▶ WRITTEN TASK
Reproduce the lines in the records below, beginning with the line that contains "Query: yellow helicopter" and continuing through the end of the records. Omit any pictures from your answer.

[Dataset excerpt]
#####
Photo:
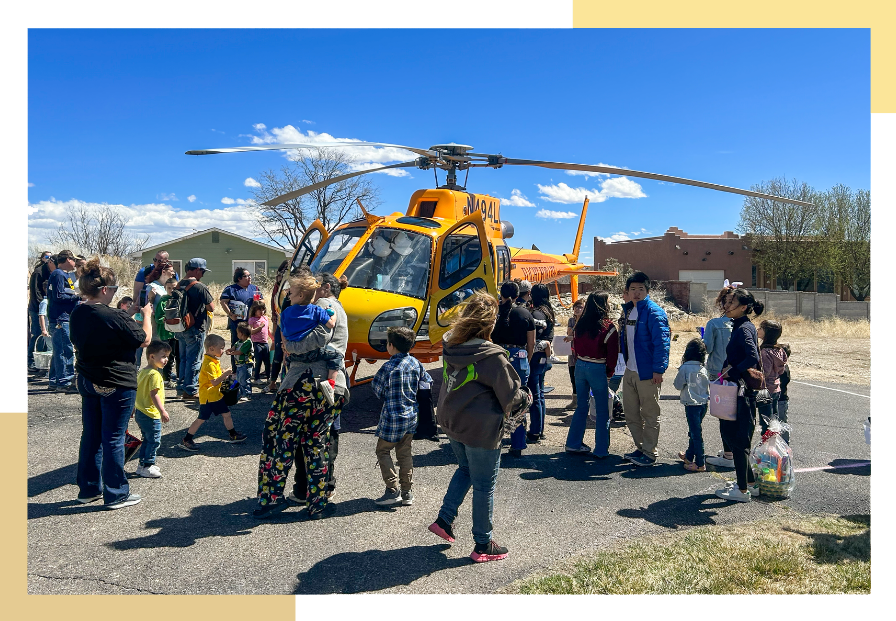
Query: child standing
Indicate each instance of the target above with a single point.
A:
(258, 326)
(301, 317)
(243, 350)
(211, 401)
(773, 358)
(150, 412)
(693, 382)
(397, 383)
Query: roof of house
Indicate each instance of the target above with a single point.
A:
(139, 253)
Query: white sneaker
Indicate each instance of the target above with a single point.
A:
(149, 472)
(733, 493)
(329, 392)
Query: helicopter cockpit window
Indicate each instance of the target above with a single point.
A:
(394, 261)
(336, 249)
(307, 249)
(461, 255)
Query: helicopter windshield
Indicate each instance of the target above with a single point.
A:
(393, 260)
(337, 247)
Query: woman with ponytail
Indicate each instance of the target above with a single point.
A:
(742, 355)
(107, 340)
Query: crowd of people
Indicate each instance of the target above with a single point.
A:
(495, 357)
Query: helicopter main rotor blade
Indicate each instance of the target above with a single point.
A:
(636, 173)
(321, 145)
(322, 184)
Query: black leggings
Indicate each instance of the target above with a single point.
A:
(738, 434)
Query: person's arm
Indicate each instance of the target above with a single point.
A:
(154, 395)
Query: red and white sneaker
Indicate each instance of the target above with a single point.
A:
(491, 551)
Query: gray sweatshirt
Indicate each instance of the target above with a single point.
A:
(319, 337)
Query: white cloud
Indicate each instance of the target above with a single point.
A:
(615, 187)
(160, 220)
(555, 215)
(517, 200)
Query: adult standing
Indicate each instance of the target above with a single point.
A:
(645, 346)
(107, 380)
(236, 299)
(596, 341)
(300, 413)
(742, 354)
(62, 300)
(543, 315)
(515, 331)
(191, 342)
(36, 294)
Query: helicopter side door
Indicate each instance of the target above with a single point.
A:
(462, 266)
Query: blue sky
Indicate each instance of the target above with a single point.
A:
(110, 113)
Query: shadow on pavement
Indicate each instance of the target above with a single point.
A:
(375, 570)
(675, 512)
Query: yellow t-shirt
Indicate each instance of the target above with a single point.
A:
(211, 368)
(148, 380)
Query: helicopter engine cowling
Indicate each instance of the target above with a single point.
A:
(506, 229)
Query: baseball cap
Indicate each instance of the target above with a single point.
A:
(196, 263)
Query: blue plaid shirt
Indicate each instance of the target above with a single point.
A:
(396, 383)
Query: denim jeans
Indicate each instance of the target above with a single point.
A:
(151, 428)
(521, 366)
(695, 414)
(536, 385)
(476, 468)
(34, 333)
(62, 371)
(243, 371)
(104, 420)
(190, 347)
(591, 376)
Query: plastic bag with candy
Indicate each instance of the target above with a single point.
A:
(772, 462)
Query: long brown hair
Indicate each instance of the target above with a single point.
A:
(477, 319)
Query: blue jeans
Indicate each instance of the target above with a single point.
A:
(151, 428)
(62, 370)
(190, 348)
(591, 376)
(104, 420)
(695, 414)
(521, 366)
(476, 468)
(243, 371)
(536, 385)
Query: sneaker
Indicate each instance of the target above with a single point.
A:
(643, 460)
(131, 499)
(391, 497)
(329, 391)
(149, 472)
(443, 529)
(720, 461)
(188, 445)
(733, 493)
(491, 551)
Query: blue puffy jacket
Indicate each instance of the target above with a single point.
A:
(651, 338)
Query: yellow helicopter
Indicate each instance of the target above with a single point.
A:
(413, 269)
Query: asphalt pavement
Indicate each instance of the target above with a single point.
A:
(193, 532)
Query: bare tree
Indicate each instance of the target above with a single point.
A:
(783, 236)
(285, 224)
(98, 231)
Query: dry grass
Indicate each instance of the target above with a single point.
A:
(815, 555)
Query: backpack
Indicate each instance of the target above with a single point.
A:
(177, 319)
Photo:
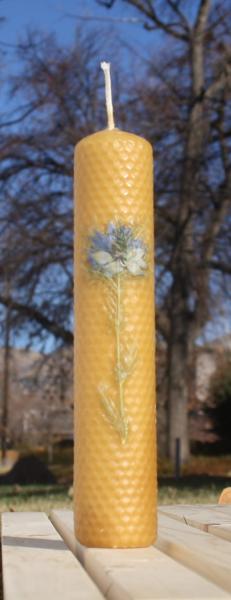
#####
▶ RESULT OF THIS EXERCISE
Query: yellow helicopter
Indicate each instance of the target above with a single point.
A:
(413, 269)
Query: asphalt pavement
Indicate each instance of the target above with a single point.
A:
(193, 532)
Query: bare tree
Indicate each instance of the target above with a single point.
A:
(783, 236)
(285, 224)
(98, 231)
Query: dry grass
Indicate each instance of the target above with a single point.
A:
(815, 555)
Query: backpack
Indicate each instance of the target above with a single point.
A:
(177, 319)
Photo:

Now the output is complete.